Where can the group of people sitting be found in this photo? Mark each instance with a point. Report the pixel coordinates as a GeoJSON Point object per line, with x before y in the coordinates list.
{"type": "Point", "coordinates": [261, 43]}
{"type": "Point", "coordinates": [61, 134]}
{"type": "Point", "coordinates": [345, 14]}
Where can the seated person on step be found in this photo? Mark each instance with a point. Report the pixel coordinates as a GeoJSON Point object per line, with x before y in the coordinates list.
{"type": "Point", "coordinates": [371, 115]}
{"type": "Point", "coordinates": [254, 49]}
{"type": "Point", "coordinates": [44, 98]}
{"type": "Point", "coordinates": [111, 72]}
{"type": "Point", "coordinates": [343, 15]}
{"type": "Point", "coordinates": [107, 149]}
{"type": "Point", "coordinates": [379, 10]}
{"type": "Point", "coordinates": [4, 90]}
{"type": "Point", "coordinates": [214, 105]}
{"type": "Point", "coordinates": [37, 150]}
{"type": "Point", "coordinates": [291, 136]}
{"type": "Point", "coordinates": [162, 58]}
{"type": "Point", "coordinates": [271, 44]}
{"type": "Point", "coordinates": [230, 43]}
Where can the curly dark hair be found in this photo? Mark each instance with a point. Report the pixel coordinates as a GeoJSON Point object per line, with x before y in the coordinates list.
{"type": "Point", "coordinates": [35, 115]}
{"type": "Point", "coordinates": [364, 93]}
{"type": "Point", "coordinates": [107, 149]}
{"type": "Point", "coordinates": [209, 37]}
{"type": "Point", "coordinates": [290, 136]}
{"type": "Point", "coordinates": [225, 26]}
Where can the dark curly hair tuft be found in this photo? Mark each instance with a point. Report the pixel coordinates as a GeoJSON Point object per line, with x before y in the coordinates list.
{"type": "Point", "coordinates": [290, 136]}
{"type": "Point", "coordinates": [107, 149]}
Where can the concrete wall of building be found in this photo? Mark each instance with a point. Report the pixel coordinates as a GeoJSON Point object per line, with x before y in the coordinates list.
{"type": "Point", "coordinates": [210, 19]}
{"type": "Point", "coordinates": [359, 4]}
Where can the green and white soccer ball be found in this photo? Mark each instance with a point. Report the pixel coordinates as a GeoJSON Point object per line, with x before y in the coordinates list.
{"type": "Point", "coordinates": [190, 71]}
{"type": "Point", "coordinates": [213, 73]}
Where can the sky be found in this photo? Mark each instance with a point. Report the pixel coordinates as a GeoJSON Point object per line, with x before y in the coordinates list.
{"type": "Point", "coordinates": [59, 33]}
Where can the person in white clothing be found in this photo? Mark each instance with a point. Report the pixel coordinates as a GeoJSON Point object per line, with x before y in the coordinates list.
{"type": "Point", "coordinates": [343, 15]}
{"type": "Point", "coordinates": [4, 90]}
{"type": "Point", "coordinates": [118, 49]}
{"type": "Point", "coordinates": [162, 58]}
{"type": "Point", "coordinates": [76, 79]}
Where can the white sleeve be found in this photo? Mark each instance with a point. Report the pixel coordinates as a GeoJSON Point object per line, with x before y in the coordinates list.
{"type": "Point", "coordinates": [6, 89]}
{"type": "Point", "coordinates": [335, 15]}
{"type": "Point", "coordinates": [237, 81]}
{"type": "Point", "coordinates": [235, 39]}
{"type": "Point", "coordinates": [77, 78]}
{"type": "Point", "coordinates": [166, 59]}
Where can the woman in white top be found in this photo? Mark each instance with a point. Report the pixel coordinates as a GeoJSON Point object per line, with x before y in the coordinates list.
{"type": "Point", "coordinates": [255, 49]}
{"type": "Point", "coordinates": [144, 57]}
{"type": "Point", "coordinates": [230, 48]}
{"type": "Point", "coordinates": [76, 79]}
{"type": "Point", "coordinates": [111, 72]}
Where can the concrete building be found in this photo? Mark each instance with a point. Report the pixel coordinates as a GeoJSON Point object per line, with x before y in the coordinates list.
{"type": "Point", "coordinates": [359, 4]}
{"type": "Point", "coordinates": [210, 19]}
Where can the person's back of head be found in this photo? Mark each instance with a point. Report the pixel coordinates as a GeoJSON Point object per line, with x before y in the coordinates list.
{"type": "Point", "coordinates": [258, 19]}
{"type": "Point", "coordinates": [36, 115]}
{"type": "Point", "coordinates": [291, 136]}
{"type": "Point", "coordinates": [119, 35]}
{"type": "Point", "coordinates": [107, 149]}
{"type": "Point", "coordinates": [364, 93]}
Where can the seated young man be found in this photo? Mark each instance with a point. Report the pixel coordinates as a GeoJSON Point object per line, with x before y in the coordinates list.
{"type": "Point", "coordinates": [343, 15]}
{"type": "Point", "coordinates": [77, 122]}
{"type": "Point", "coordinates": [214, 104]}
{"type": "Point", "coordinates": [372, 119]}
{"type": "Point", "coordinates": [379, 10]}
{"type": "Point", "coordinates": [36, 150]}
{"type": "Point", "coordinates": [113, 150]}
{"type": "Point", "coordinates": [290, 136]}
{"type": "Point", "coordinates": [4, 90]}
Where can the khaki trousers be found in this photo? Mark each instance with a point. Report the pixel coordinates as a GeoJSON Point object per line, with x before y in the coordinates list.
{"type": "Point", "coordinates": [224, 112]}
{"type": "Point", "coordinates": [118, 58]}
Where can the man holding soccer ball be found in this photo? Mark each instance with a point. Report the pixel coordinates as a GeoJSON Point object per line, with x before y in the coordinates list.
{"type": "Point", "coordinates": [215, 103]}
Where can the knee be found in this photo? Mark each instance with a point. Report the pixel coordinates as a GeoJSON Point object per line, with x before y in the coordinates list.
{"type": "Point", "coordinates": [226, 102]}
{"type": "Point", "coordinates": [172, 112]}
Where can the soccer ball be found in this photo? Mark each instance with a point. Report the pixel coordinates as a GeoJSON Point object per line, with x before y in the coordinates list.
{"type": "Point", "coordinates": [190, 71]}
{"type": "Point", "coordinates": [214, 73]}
◆ ◆ ◆ ◆ ◆
Transcribe the listing shown above in full and without change.

Where can the group of people sitting be found in this photo? Mark each instance with a point. Report the pixel coordinates as a GeoJSON Point object per line, with x before y in the coordinates list.
{"type": "Point", "coordinates": [261, 43]}
{"type": "Point", "coordinates": [61, 134]}
{"type": "Point", "coordinates": [345, 14]}
Where can the seated person on step be found in this photo? Mark each instance with a point. Report the pixel coordinates as a GeoJSON Point object per line, with x before y in the coordinates list.
{"type": "Point", "coordinates": [371, 115]}
{"type": "Point", "coordinates": [254, 49]}
{"type": "Point", "coordinates": [44, 98]}
{"type": "Point", "coordinates": [111, 72]}
{"type": "Point", "coordinates": [343, 15]}
{"type": "Point", "coordinates": [107, 149]}
{"type": "Point", "coordinates": [379, 10]}
{"type": "Point", "coordinates": [4, 90]}
{"type": "Point", "coordinates": [214, 105]}
{"type": "Point", "coordinates": [37, 150]}
{"type": "Point", "coordinates": [291, 136]}
{"type": "Point", "coordinates": [162, 58]}
{"type": "Point", "coordinates": [271, 44]}
{"type": "Point", "coordinates": [230, 43]}
Where can the curly dark hair be found in this photo? Mark each instance with a point. Report the pixel coordinates as a GeoJSON Point object per line, with x before y in the coordinates list.
{"type": "Point", "coordinates": [35, 115]}
{"type": "Point", "coordinates": [364, 93]}
{"type": "Point", "coordinates": [107, 149]}
{"type": "Point", "coordinates": [209, 37]}
{"type": "Point", "coordinates": [290, 136]}
{"type": "Point", "coordinates": [225, 26]}
Where can the dark curly hair tuft be found in this photo? Mark each instance with a point. Report the pixel coordinates as a GeoJSON Point object per line, with x before y in the coordinates list.
{"type": "Point", "coordinates": [290, 136]}
{"type": "Point", "coordinates": [107, 149]}
Where can the concrete wall of building be found in this photo? Mark each instance with a point. Report the pixel coordinates as a GeoJSON Point object per line, with x before y in the coordinates list.
{"type": "Point", "coordinates": [210, 19]}
{"type": "Point", "coordinates": [359, 4]}
Where can the green and white soccer ball be found in this photo? Mark each instance with a point. Report the pixel coordinates as a GeoJSON Point object per line, with x before y in the coordinates list.
{"type": "Point", "coordinates": [190, 71]}
{"type": "Point", "coordinates": [213, 73]}
Where can the sky be found in this photo? Mark each instance with a point. Report the pixel coordinates as a GeoJSON Point object per line, with x before y in the coordinates list.
{"type": "Point", "coordinates": [59, 33]}
Where can the person in white clothing be found in this photo? Mark each instance with a point. Report the pixel coordinates as a GeoJSON Point object per line, with x before y in the coordinates list.
{"type": "Point", "coordinates": [343, 15]}
{"type": "Point", "coordinates": [4, 90]}
{"type": "Point", "coordinates": [118, 49]}
{"type": "Point", "coordinates": [162, 58]}
{"type": "Point", "coordinates": [76, 79]}
Where can the white sleeve be found in this photo? Mark each instance with a point. Report the pixel coordinates as a GeoJSON Point object per line, with x before y in the coordinates list.
{"type": "Point", "coordinates": [6, 89]}
{"type": "Point", "coordinates": [335, 15]}
{"type": "Point", "coordinates": [237, 81]}
{"type": "Point", "coordinates": [235, 39]}
{"type": "Point", "coordinates": [77, 78]}
{"type": "Point", "coordinates": [166, 59]}
Where can the woman in white top be found in this photo? Mark each instance with a point. Report the pixel coordinates as a GeoJSON Point object per line, with x before y in the coordinates list.
{"type": "Point", "coordinates": [255, 49]}
{"type": "Point", "coordinates": [144, 57]}
{"type": "Point", "coordinates": [230, 48]}
{"type": "Point", "coordinates": [76, 79]}
{"type": "Point", "coordinates": [111, 72]}
Where can the concrete building be found in this photo? Mark each instance with a point. Report the pixel coordinates as a GeoJSON Point object per line, with x before y in the coordinates list.
{"type": "Point", "coordinates": [359, 4]}
{"type": "Point", "coordinates": [210, 19]}
Where can the person's back of head be found in this photo? Mark each instance with a point. Report the pixel coordinates as a GeoJSON Point object per line, with x before y in the coordinates list.
{"type": "Point", "coordinates": [258, 19]}
{"type": "Point", "coordinates": [36, 115]}
{"type": "Point", "coordinates": [291, 136]}
{"type": "Point", "coordinates": [119, 35]}
{"type": "Point", "coordinates": [107, 149]}
{"type": "Point", "coordinates": [364, 93]}
Where can the seated young man be found in this photo? Mark each instance with a point. Report the pixel coordinates as a GeoJSON Point object per line, with x before y in the coordinates list.
{"type": "Point", "coordinates": [343, 15]}
{"type": "Point", "coordinates": [77, 122]}
{"type": "Point", "coordinates": [214, 104]}
{"type": "Point", "coordinates": [372, 119]}
{"type": "Point", "coordinates": [379, 10]}
{"type": "Point", "coordinates": [36, 150]}
{"type": "Point", "coordinates": [113, 150]}
{"type": "Point", "coordinates": [290, 136]}
{"type": "Point", "coordinates": [4, 90]}
Where can the khaki trousers be found in this photo? Mark each instance with a point. Report the pixel coordinates as a GeoJSON Point object per line, with x before y in the coordinates list.
{"type": "Point", "coordinates": [224, 112]}
{"type": "Point", "coordinates": [118, 58]}
Where can the man holding soccer ball be found in this photo? Mark each instance with a point. Report the pixel coordinates as a GeoJSON Point object per line, with x before y in the coordinates list.
{"type": "Point", "coordinates": [215, 103]}
Where can the knee be found in this photo? Mark each instance with a point. Report the pixel coordinates as a GeoJSON Point object per line, with x before y in the coordinates list.
{"type": "Point", "coordinates": [226, 102]}
{"type": "Point", "coordinates": [172, 112]}
Where can the soccer ball be found in this photo? Mark each instance with a point. Report the pixel coordinates as a GeoJSON Point object per line, with x before y in the coordinates list.
{"type": "Point", "coordinates": [190, 71]}
{"type": "Point", "coordinates": [214, 73]}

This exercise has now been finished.